The key insight is that we need to track consecutive subarrays efficiently without checking every possible subarray, which would be too slow.

Think about what happens as we traverse the array element by element. At each position, we need to know:

  • Which consecutive subarrays can be extended to include the current element
  • Which new consecutive subarrays start at the current element

When we move from nums[i-1] to nums[i], there are only three possibilities:

  1. nums[i] - nums[i-1] == 1: The current element continues an increasing sequence
  2. nums[i] - nums[i-1] == -1: The current element continues a decreasing sequence
  3. Neither: The current element breaks any consecutive pattern

This observation leads us to maintain two separate tracking mechanisms:

  • For increasing consecutive subarrays (difference of +1)
  • For decreasing consecutive subarrays (difference of -1)

For each type, we need to track:

  • Length (f for increasing, g for decreasing): How many consecutive subarrays of this type end at the current position
  • Sum (s for increasing, t for decreasing): The total sum of all these subarrays

Why track the length? Because when we extend a consecutive sequence by one element, we're not just adding one new subarray - we're adding multiple subarrays. For example, if we have [1, 2] and add 3, we get:

  • The subarray [3] (always counts)
  • The subarray [2, 3] (extending from previous element)
  • The subarray [1, 2, 3] (extending the full sequence)

The number of subarrays we extend equals the length of the current consecutive sequence. Each of these subarrays includes the new element, so we add length × current_element to our running sum.

By maintaining these values as we traverse the array once, we can efficiently calculate the total sum of all consecutive subarrays without redundant work.

Learn more about Two Pointers and Dynamic Programming patterns.

————

▸ Tasks to complete
**1)** Lay out the entries as a Markdown table with the columns Row and Line, starting with the line containing "Each instance gets a single point. Label the girl in light" and going on through the line containing "(1175, 363)". Omit blank lines.
**2)** Carry on the passage on summing consecutive subarrays, beginning after its final line.

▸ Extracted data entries
————

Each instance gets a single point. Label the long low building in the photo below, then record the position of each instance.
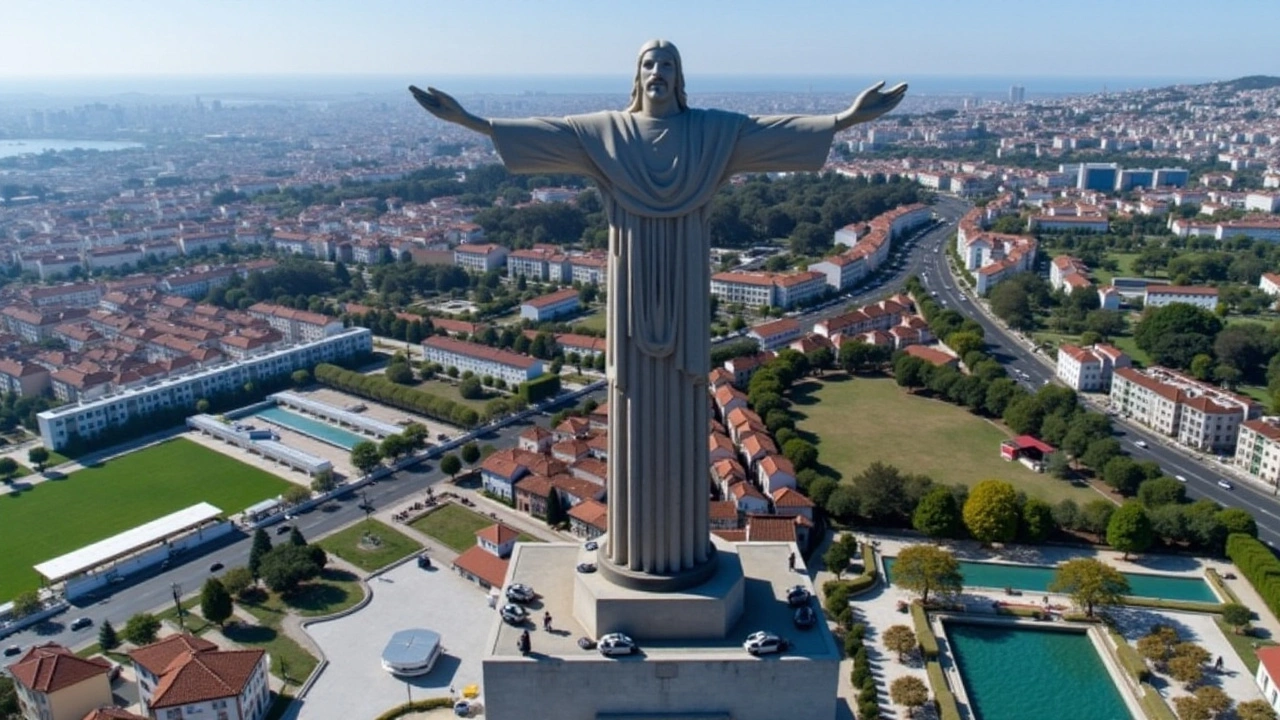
(91, 418)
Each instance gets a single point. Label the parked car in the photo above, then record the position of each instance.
(515, 614)
(616, 643)
(764, 643)
(804, 618)
(520, 592)
(798, 596)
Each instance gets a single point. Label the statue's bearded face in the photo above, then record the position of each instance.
(658, 74)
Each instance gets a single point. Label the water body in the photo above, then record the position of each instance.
(1036, 579)
(310, 427)
(28, 146)
(1016, 673)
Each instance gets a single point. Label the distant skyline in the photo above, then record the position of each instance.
(420, 40)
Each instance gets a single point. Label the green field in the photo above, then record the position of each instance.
(56, 516)
(392, 546)
(862, 420)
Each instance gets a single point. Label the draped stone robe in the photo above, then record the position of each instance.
(658, 177)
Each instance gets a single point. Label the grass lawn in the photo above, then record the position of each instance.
(58, 516)
(453, 525)
(448, 390)
(856, 422)
(392, 545)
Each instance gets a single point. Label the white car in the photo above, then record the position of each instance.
(616, 643)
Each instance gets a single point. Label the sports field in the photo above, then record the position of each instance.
(860, 420)
(58, 516)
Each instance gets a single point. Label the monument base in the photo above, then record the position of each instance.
(671, 678)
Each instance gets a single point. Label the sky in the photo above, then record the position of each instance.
(423, 39)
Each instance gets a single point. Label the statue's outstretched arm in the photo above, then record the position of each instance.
(871, 104)
(444, 106)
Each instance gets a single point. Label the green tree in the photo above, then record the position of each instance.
(288, 566)
(106, 637)
(1089, 582)
(991, 513)
(215, 602)
(910, 692)
(1129, 529)
(257, 551)
(142, 628)
(927, 568)
(37, 456)
(365, 456)
(937, 515)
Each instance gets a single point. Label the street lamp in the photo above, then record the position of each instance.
(177, 602)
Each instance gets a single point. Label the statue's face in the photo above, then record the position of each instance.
(658, 74)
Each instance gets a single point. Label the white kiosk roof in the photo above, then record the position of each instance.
(129, 541)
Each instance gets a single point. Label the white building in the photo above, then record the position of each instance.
(551, 306)
(87, 419)
(481, 359)
(1089, 369)
(480, 258)
(1200, 296)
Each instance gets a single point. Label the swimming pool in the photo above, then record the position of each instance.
(1013, 673)
(309, 427)
(1034, 578)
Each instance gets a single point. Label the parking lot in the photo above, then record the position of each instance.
(355, 683)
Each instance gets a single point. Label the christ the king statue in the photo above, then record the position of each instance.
(657, 165)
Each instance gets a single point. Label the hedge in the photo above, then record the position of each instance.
(942, 695)
(923, 632)
(379, 388)
(1223, 591)
(1258, 565)
(416, 706)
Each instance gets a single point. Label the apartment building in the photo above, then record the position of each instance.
(1196, 414)
(481, 359)
(87, 419)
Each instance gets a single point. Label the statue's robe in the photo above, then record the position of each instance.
(658, 177)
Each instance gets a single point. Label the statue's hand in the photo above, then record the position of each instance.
(444, 106)
(871, 104)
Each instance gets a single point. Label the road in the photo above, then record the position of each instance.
(154, 591)
(1033, 369)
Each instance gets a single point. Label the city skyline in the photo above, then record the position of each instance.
(65, 39)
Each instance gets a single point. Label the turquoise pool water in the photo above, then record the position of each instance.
(1018, 673)
(323, 432)
(1036, 579)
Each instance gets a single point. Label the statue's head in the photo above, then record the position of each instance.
(653, 53)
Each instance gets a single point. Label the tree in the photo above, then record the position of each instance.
(237, 580)
(900, 639)
(910, 692)
(257, 551)
(288, 566)
(365, 456)
(1237, 615)
(215, 602)
(106, 637)
(142, 628)
(1089, 582)
(937, 515)
(991, 511)
(839, 554)
(926, 568)
(1129, 529)
(451, 465)
(37, 456)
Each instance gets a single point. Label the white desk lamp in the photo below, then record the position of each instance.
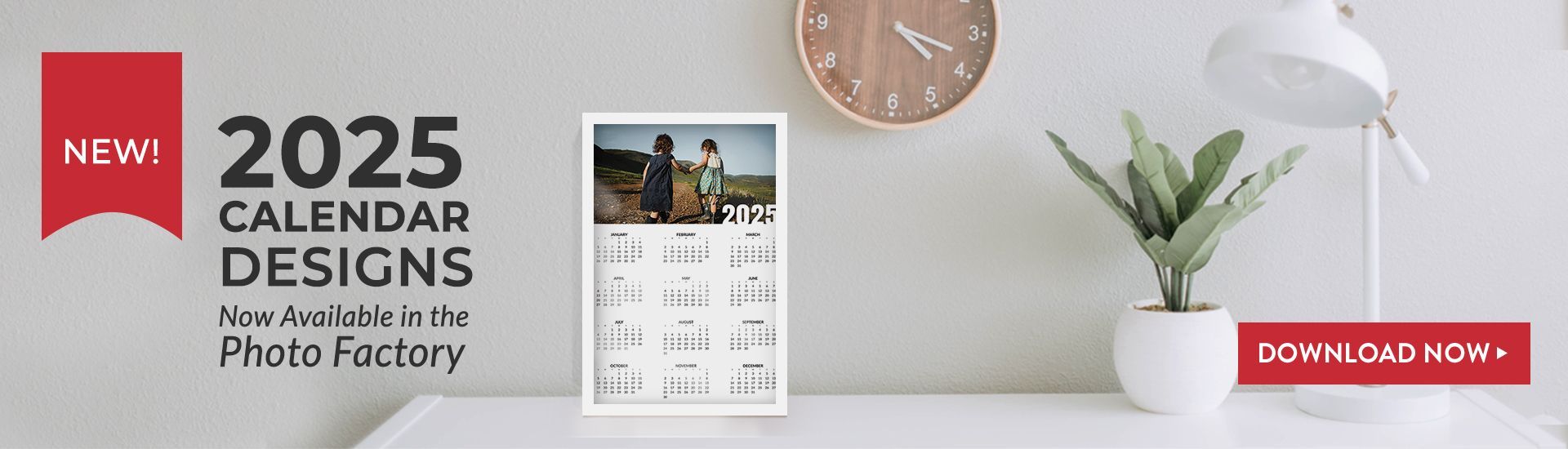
(1300, 66)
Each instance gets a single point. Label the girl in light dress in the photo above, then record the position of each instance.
(710, 181)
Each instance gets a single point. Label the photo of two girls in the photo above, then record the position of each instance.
(659, 187)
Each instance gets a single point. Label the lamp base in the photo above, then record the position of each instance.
(1388, 404)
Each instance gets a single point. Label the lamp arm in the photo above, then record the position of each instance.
(1414, 170)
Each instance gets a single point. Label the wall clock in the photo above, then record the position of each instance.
(896, 63)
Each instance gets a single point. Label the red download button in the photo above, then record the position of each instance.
(1383, 353)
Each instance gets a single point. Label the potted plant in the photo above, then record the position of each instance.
(1175, 355)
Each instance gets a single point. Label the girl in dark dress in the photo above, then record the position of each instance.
(657, 184)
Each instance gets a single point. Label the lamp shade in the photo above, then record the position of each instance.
(1298, 66)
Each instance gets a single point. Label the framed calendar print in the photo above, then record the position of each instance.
(684, 265)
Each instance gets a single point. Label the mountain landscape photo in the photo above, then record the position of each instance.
(618, 187)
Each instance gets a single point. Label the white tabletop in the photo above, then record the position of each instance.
(1247, 420)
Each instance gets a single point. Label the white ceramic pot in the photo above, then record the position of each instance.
(1175, 363)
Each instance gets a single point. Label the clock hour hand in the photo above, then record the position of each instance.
(924, 52)
(908, 33)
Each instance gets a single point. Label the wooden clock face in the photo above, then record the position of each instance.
(896, 63)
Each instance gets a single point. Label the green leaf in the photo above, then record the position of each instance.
(1254, 184)
(1208, 170)
(1156, 248)
(1152, 163)
(1143, 200)
(1175, 173)
(1101, 187)
(1194, 242)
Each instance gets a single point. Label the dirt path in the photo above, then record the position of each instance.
(620, 203)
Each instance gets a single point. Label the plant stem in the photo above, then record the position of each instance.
(1159, 273)
(1186, 297)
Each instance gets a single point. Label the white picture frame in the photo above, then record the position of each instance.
(590, 406)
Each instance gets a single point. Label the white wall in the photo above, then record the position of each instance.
(960, 258)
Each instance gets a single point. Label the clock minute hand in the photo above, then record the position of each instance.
(924, 52)
(906, 33)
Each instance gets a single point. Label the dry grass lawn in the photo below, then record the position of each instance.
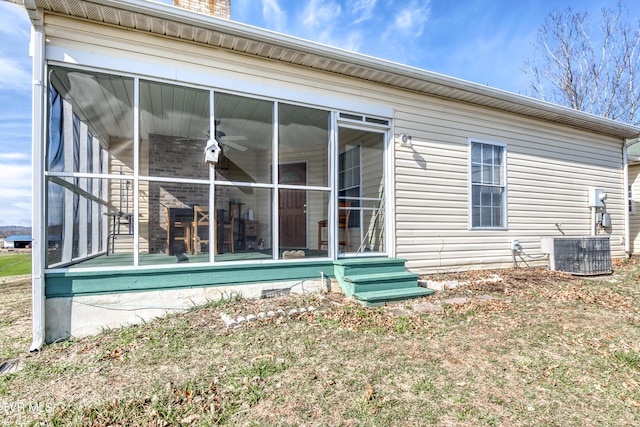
(535, 348)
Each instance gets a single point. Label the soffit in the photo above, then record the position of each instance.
(174, 22)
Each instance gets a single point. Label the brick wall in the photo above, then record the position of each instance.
(218, 8)
(171, 157)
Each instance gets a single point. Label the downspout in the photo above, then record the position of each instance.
(625, 164)
(39, 243)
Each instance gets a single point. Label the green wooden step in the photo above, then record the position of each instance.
(382, 281)
(377, 298)
(352, 267)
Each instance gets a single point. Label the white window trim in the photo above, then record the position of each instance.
(505, 210)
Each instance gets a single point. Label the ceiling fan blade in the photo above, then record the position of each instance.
(228, 141)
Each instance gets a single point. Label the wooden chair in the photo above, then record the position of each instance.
(173, 235)
(200, 220)
(343, 224)
(228, 228)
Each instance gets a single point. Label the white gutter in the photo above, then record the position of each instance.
(625, 176)
(38, 224)
(490, 96)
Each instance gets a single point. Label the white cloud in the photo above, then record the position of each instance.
(410, 20)
(13, 156)
(363, 9)
(320, 15)
(273, 14)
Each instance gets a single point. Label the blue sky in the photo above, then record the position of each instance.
(483, 41)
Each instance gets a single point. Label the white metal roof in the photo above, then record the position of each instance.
(167, 20)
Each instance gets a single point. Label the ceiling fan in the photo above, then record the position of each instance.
(230, 141)
(227, 141)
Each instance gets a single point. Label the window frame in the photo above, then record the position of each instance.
(503, 184)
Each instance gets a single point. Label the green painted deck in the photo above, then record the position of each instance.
(126, 259)
(154, 274)
(370, 281)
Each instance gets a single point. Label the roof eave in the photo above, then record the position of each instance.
(406, 77)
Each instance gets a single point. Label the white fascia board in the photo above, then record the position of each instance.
(180, 15)
(101, 61)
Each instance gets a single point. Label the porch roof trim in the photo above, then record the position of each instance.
(167, 20)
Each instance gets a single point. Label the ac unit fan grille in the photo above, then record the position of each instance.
(582, 255)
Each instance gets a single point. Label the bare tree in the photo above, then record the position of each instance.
(589, 67)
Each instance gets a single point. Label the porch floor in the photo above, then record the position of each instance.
(126, 259)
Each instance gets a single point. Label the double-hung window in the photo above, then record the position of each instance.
(488, 205)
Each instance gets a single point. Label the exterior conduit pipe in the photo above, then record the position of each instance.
(625, 176)
(39, 244)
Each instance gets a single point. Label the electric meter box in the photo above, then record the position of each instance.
(597, 196)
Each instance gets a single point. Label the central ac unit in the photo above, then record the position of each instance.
(584, 256)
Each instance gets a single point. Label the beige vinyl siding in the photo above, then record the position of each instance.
(634, 219)
(549, 167)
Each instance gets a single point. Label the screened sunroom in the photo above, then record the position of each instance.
(127, 183)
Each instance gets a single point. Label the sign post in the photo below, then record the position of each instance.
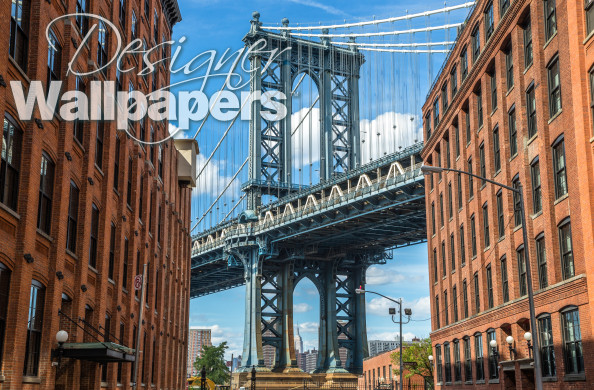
(139, 284)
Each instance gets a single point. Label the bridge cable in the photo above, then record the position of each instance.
(370, 22)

————

▸ Results
**1)**
| Row | Line |
|---|---|
| 1 | Each instance gets a single point. Label the girl in light dress in the photo above, then record the position of each instance. |
| 2 | (710, 181) |
| 3 | Each instance gets a single point. Label the photo of two girls in the photo above, then record the position of each instance. |
| 4 | (659, 187) |
| 5 | Each instance gets a single point. Label the lamp base in the photo above, then record the position of each instance. |
| 6 | (1388, 404) |
| 7 | Each instance gets a single point. Label the lamp arm in the photo above, then record the position of each instance. |
| 8 | (1414, 170) |
| 9 | Each instance gets a single point. Label the wall clock in the photo above, then record the position of each instance. |
| 10 | (896, 63) |
| 11 | Each instance gets a single point. Label the red download button in the photo above, then record the position of each instance. |
| 12 | (1383, 353) |
| 13 | Each instance gets a single point. Label the potted plant in the photo above, then record the position of each instance. |
| 14 | (1175, 355) |
| 15 | Each instance gets a single point. Label the girl in dark dress in the photo above, then record the position of each instance. |
| 16 | (657, 184) |
| 17 | Each instance gets a single point. Label the lamp shade in the photo above, then record the position of each instance. |
| 18 | (1298, 66) |
| 19 | Each instance gets a single point. Label the framed calendar print in the photo above, then record the position of each instance. |
| 20 | (684, 265) |
| 21 | Each instance gets a single point. Label the mountain landscape photo in the photo above, then record the position of each instance. |
| 22 | (618, 187) |
| 23 | Each instance gets a single point. Label the white tabletop in the photo above, then record the position of each instance. |
| 24 | (1247, 420) |
| 25 | Each instance gets a single point. Label the white ceramic pot in the photo above, then record the position of each instance. |
| 26 | (1175, 363) |

**2)**
Solution Approach

We implement the solution using dynamic programming with state tracking as we traverse the array once.

Variables Setup:

  • f: Length of the increasing consecutive subarray ending at current position
  • g: Length of the decreasing consecutive subarray ending at current position
  • s: Sum of all increasing consecutive subarrays ending at current position
  • t: Sum of all decreasing consecutive subarrays ending at current position
  • ans: Accumulator for the final answer
  • mod = 10^9 + 7: For modulo operation

Initialization:

  • Set f = g = 1 (single element forms a consecutive subarray of length 1)
  • Set s = t = nums[0] (initial sum is just the first element)
  • Set ans = nums[0] (first element contributes to answer)

Main Algorithm:

For each pair of consecutive elements (x, y) where x = nums[i-1] and y = nums[i]:

  1. Check for increasing sequence (y - x == 1):

    • Increment f by 1 (extending the increasing sequence length)
    • Update s by adding f * y (all f subarrays now include y)
    • Add s to answer (all increasing subarrays ending at y)
    • If not increasing, reset: f = 1, s = y
  2. Check for decreasing sequence (y - x == -1):

    • Increment g by 1 (extending the decreasing sequence length)
    • Update t by adding g * y (all g subarrays now include y)
    • Add t to answer (all decreasing subarrays ending at y)
    • If not decreasing, reset: g = 1, t = y
  3. Handle non-consecutive case (abs(y - x) != 1):

    • Add y to answer (single element forms a consecutive subarray)

Why the formula s += f * y works:

When extending an increasing sequence, we have f different subarrays ending at position i:

  • The subarray of length 1: just [y]
  • The subarray of length 2: [x, y]
  • The subarray of length 3: [..., x, y]
  • And so on...

Each of these f subarrays includes the new element y, so we add f * y to the sum.

Time Complexity: O(n) - single pass through the array Space Complexity: O(1) - only using constant extra variables

The algorithm efficiently computes the sum by maintaining running totals and lengths of consecutive sequences, avoiding the need to explicitly enumerate all subarrays.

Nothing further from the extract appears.